--- Excerpted data ---

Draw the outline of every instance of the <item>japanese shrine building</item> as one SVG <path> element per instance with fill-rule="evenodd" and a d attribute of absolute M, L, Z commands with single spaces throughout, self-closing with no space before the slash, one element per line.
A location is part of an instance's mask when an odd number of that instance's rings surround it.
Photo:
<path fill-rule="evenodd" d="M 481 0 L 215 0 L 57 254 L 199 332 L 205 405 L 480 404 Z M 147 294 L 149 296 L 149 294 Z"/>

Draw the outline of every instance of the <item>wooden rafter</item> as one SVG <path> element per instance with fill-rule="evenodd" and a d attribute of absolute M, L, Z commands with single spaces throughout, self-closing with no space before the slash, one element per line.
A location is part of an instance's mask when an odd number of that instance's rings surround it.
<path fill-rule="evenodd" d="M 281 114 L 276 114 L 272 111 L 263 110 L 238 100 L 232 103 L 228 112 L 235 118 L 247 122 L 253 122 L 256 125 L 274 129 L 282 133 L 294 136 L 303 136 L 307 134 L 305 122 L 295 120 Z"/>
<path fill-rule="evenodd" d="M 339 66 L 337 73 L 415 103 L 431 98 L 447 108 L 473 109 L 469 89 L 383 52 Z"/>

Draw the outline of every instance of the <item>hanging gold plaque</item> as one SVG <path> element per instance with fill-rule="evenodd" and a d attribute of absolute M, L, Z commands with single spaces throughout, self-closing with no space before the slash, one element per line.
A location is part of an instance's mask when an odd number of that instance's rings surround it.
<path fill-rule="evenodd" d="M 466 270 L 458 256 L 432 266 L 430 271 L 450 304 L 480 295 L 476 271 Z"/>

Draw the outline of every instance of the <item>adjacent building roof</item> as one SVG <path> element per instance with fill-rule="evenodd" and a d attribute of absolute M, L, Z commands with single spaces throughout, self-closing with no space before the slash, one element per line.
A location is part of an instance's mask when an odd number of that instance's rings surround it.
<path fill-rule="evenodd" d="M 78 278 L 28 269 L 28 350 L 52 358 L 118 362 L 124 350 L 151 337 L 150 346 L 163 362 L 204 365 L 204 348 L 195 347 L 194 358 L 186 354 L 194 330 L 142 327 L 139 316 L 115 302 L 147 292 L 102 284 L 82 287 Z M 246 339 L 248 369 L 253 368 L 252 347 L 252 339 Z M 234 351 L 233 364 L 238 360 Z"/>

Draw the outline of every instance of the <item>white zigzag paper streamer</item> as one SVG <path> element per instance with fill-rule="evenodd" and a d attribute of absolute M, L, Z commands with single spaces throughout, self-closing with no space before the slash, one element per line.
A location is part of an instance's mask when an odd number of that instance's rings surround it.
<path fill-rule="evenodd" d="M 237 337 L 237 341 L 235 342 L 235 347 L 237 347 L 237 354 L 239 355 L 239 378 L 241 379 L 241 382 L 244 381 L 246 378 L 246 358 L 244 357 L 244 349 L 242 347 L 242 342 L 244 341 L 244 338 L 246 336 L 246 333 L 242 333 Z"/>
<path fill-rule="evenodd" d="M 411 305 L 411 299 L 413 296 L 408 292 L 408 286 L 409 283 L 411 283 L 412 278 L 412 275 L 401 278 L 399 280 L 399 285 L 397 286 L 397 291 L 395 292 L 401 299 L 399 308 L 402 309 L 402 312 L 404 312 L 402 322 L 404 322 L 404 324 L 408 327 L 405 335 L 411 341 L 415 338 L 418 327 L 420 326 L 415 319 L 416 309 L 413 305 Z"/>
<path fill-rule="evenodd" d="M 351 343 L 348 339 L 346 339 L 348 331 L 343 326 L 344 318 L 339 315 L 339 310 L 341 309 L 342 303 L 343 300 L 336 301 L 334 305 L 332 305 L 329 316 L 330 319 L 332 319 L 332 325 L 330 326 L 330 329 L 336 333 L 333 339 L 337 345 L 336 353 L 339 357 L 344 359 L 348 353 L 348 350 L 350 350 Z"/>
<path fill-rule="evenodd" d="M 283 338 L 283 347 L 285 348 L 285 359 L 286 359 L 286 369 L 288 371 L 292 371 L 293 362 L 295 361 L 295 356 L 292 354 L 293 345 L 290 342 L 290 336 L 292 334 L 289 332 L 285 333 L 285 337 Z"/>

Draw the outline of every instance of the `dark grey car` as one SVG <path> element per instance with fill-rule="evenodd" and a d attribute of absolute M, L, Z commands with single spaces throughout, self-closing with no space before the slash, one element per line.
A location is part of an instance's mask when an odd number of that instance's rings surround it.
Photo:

--- Task statement ---
The material shown above must be written out again in full, exactly as it reads.

--- Result of the exercise ---
Draw the outline of every instance of the <item>japanese shrine building</item> as one SVG <path> element per instance with fill-rule="evenodd" and a d attribute of absolute M, L, Z commands with single spaces throughout, self-closing with no space before the slash, one element per line.
A location is part of an instance's mask when an odd number of that instance's rings surround it.
Photo:
<path fill-rule="evenodd" d="M 481 0 L 215 0 L 57 254 L 199 332 L 205 405 L 480 404 Z M 147 294 L 149 296 L 149 294 Z"/>

Draw the outline of every instance of the <item>wooden rafter</item> as one SVG <path> element per instance with fill-rule="evenodd" and a d attribute of absolute M, L, Z commands with single spaces throughout, self-closing with no space before the slash, one element per line.
A location is part of an instance's mask when an odd number of that instance's rings surround it.
<path fill-rule="evenodd" d="M 281 114 L 276 114 L 272 111 L 263 110 L 238 100 L 232 103 L 228 112 L 235 118 L 247 122 L 253 122 L 256 125 L 274 129 L 282 133 L 294 136 L 303 136 L 307 134 L 305 122 L 295 120 Z"/>
<path fill-rule="evenodd" d="M 339 66 L 337 73 L 415 103 L 431 98 L 447 108 L 473 109 L 469 89 L 383 52 Z"/>

Draw the outline of every instance of the <item>hanging gold plaque</item> as one SVG <path> element per instance with fill-rule="evenodd" and a d attribute of absolute M, L, Z commands with single spaces throughout, self-closing with no space before the slash, one element per line.
A location is part of an instance's mask when an odd number of that instance's rings surround it.
<path fill-rule="evenodd" d="M 466 270 L 458 256 L 432 266 L 430 271 L 450 304 L 480 295 L 476 271 Z"/>

Draw the outline of every instance of the <item>adjacent building roof</item> as one SVG <path> element per instance with fill-rule="evenodd" and a d attribute of absolute M, L, Z commands with single spaces throughout, self-closing with no space before the slash, one element per line.
A location is part of an instance's mask when an odd number of that instance's rings surround it.
<path fill-rule="evenodd" d="M 78 278 L 28 269 L 28 350 L 52 358 L 118 362 L 124 350 L 151 337 L 150 346 L 163 362 L 204 365 L 204 348 L 195 347 L 194 358 L 186 354 L 194 330 L 142 327 L 139 316 L 115 302 L 147 292 L 102 284 L 82 287 Z M 246 339 L 248 369 L 253 368 L 252 347 L 252 339 Z M 234 351 L 233 364 L 238 360 Z"/>

Draw the outline of every instance of the <item>white zigzag paper streamer</item> as one SVG <path> element per instance with fill-rule="evenodd" and a d attribute of absolute M, L, Z commands with single spaces throughout, self-closing with no space before the slash, one element per line.
A location is part of an instance's mask when an odd number of that instance's rings surround it.
<path fill-rule="evenodd" d="M 237 337 L 237 341 L 235 342 L 235 347 L 237 347 L 237 354 L 239 355 L 239 378 L 241 379 L 241 382 L 244 381 L 246 378 L 246 358 L 244 357 L 244 349 L 242 347 L 242 342 L 244 341 L 244 338 L 246 336 L 246 333 L 242 333 Z"/>
<path fill-rule="evenodd" d="M 411 305 L 411 299 L 413 296 L 408 292 L 408 286 L 409 283 L 411 283 L 412 278 L 412 275 L 401 278 L 399 280 L 399 285 L 397 286 L 397 291 L 395 292 L 401 299 L 399 308 L 402 309 L 402 312 L 404 312 L 402 322 L 404 322 L 404 324 L 408 327 L 405 335 L 411 341 L 415 338 L 418 327 L 420 326 L 415 319 L 416 309 L 413 305 Z"/>
<path fill-rule="evenodd" d="M 351 343 L 348 339 L 346 339 L 348 331 L 343 326 L 344 318 L 339 315 L 339 310 L 341 309 L 342 303 L 343 300 L 336 301 L 334 305 L 332 305 L 329 316 L 330 319 L 332 319 L 332 325 L 330 326 L 330 329 L 336 333 L 333 339 L 337 345 L 336 353 L 339 357 L 344 359 L 348 353 L 348 350 L 350 350 Z"/>
<path fill-rule="evenodd" d="M 283 338 L 283 347 L 285 348 L 285 359 L 286 359 L 286 369 L 288 371 L 292 371 L 293 362 L 295 361 L 295 356 L 292 354 L 293 345 L 290 342 L 290 336 L 292 334 L 289 332 L 285 333 L 285 337 Z"/>

Draw the outline of every instance of the `dark grey car` as one SVG <path> element per instance with fill-rule="evenodd" and a d attribute of absolute M, L, Z commands with single spaces throughout, self-closing with no space before the slash, one element per line.
A location is part of an instance's mask when an odd number of that instance's rings surround it.
Photo:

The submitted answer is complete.